Rewrite the records from the line with "segment blue sky, each instance" through the end of the records, replacing "ring rule" with "winding rule" and leaving everything else unchanged.

» **PROVIDED RECORDS**:

....................

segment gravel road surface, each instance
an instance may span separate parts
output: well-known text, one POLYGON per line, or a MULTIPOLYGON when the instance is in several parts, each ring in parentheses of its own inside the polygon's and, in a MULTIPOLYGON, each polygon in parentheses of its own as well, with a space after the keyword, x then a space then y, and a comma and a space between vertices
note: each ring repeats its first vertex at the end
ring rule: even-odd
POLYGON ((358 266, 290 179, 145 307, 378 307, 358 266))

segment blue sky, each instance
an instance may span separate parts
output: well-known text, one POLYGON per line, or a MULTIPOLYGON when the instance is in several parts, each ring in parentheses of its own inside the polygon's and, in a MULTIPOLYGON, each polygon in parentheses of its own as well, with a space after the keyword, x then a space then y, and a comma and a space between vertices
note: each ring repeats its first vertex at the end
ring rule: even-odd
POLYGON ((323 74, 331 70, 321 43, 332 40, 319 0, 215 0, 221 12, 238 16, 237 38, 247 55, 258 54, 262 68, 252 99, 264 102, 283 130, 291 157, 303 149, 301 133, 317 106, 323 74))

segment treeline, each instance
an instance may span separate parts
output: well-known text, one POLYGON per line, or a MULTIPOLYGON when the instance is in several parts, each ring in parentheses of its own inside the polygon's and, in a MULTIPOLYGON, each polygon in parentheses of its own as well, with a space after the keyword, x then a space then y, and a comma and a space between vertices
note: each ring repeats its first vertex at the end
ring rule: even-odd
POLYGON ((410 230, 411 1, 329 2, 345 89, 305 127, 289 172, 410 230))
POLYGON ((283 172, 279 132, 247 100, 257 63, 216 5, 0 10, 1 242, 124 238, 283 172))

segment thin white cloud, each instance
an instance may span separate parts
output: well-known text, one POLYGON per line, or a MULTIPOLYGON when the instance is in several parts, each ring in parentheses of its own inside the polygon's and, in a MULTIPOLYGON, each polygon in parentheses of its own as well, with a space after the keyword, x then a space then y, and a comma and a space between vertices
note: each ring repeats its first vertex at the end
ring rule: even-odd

....................

» **WRITTEN RESPONSE**:
segment blue sky, each instance
an instance may span separate parts
output: well-known text, one POLYGON per line, or a MULTIPOLYGON when the instance is in several parts, each ring in parentheses of its own inside the polygon's and, in a MULTIPOLYGON, each polygon in parentheses of its own as well, with a space after the keyword, x then a space then y, and a comma and a space between vertices
note: each ring repeats its first vertex at the end
winding rule: even-odd
POLYGON ((323 74, 331 70, 321 43, 332 40, 319 0, 215 0, 221 12, 238 16, 237 38, 247 55, 258 54, 262 68, 252 99, 264 102, 283 130, 291 157, 303 149, 301 133, 317 106, 323 74))

segment treeline, each instance
an instance may span separate parts
output: well-known text, one POLYGON per line, or a MULTIPOLYGON when the instance is in several parts, each ring in parentheses of its own inside the polygon's and, in a MULTIPOLYGON, each polygon in parentheses of its own as well, with a space after the keyword, x then a space then y, and a comma and a space between vertices
note: each ring repeats its first vertex at the end
winding rule: even-odd
POLYGON ((410 230, 411 1, 329 2, 345 89, 305 127, 289 172, 410 230))
POLYGON ((283 172, 279 132, 247 100, 257 63, 216 5, 0 10, 1 242, 124 238, 283 172))

segment thin white cloud, each instance
an instance may span separate parts
output: well-known text, one POLYGON per line, or a MULTIPOLYGON when the instance is in several parts, each ring in parentheses of its own inside the polygon's and, in a MULTIPOLYGON, each polygon in parentheses of its own as well, with a space after the keyword, x then a space then y, and a comma and a space between vertices
note: each ring repeats its first vertex at the end
winding rule: even-odd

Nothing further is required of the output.